Task statement
Print every one of the records below word for word, omitting the pictures.

── Material provided ──

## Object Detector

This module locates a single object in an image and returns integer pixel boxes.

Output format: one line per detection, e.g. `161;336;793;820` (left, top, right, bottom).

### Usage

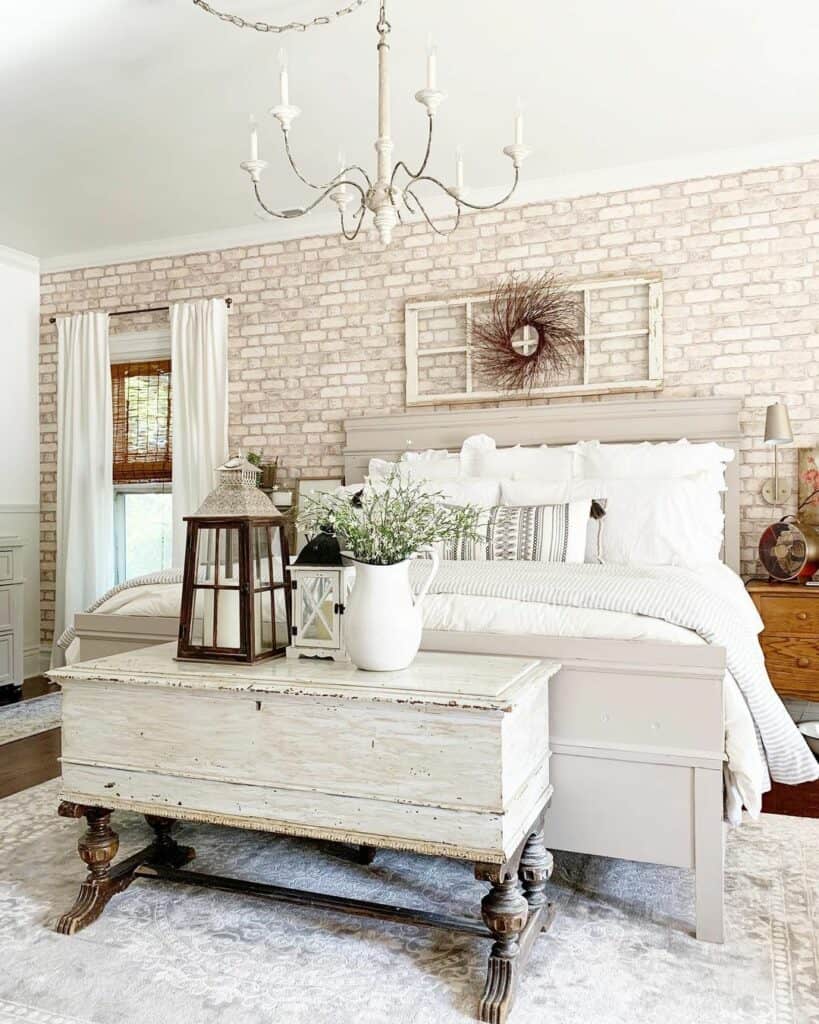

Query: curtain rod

───

Reply
## Object Detector

This module locates a single object in an image and returns integer pixel boxes.

Output format: one line per detection, e.g. `161;336;793;820` (left, top, right, bottom).

### Usage


Query: curtain rod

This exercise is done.